## Article:
-- start --

Tale of the tape: Nunez’ first steps
It’s rare you can actually see a player gain his feel for an offense over the course of a game. But for South Carolina quarterback Lorenzo Nunez on Saturday against Central Florida, a pair of passes served as progress personified.
In the middle of the second quarter, the former four-star prospect saw Pharoh Cooper, his top target, breaking over the middle against single coverage.
The pass he uncorked wasn’t bad exactly. It was mostly on-target for a deep ball, catchable and hard to intercept. But it didn’t lead Cooper much and gave the cornerback enough of a chance to accelerate, reach across and break it up.
Not exactly a deal-breaker for a dual-threat freshman in his first start.
Look forward to the fourth quarter, with the Gamecocks offense on the UCF 35-yard line, Nunez again saw Cooper running a post. Only this time, there was double coverage, with a deep safety that somehow ended under Cooper and a beat corner at his back. On this throw, Nunez gave enough lead, Cooper put his considerable acceleration to work and he snagged the score between both Knights.

-- end --

## Input:
-- start --

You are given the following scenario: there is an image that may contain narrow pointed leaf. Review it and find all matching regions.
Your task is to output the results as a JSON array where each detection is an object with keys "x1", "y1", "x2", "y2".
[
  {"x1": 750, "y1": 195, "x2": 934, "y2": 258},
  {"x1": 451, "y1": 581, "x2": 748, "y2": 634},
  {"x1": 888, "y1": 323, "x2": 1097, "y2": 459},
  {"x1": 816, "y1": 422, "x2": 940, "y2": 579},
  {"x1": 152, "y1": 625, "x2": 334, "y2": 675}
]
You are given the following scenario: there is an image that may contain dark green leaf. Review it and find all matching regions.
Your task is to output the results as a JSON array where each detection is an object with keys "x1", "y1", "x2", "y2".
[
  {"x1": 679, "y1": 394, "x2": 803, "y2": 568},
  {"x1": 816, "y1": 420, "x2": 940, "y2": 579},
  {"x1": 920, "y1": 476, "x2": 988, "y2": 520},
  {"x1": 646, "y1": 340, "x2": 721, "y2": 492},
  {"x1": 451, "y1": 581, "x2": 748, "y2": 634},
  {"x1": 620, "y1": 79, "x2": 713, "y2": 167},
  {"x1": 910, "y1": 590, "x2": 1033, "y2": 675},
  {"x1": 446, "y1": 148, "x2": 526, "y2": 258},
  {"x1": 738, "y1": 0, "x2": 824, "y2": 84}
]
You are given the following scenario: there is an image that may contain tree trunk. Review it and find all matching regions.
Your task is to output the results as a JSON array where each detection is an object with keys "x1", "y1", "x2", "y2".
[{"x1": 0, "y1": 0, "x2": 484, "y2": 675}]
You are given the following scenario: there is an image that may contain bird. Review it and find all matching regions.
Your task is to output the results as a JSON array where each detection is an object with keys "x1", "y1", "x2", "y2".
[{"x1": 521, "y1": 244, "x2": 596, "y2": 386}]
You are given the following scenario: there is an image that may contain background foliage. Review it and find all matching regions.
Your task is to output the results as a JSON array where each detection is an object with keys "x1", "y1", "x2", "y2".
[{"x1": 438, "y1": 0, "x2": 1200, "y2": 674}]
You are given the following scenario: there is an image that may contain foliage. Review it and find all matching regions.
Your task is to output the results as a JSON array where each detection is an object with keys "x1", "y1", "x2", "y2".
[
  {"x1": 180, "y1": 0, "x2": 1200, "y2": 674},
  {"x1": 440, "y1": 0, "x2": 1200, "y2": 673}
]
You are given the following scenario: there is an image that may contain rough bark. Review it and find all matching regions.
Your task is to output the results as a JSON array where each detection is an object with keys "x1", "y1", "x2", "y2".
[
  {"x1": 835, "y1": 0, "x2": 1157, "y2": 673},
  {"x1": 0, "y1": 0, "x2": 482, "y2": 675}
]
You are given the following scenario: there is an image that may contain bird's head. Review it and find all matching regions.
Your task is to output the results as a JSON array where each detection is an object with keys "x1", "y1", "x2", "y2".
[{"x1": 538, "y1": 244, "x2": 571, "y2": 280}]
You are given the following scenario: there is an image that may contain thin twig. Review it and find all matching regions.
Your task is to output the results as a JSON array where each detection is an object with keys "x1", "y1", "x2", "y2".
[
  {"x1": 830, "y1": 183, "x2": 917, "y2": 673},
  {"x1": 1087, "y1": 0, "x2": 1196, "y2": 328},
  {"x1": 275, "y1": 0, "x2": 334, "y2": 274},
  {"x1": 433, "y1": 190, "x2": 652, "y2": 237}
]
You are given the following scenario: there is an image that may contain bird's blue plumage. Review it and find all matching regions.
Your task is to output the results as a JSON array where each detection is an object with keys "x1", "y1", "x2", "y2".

-- end --

## Exercise tasks:
[1] According to the article on Nunez's first steps, which opponent did South Carolina face on Saturday?
[2] List each line of the entries that contains the string "foliage".

## In response:
[1] Central Florida

[2]
You are given the following scenario: there is an image that may contain background foliage. Review it and find all matching regions.
You are given the following scenario: there is an image that may contain foliage. Review it and find all matching regions.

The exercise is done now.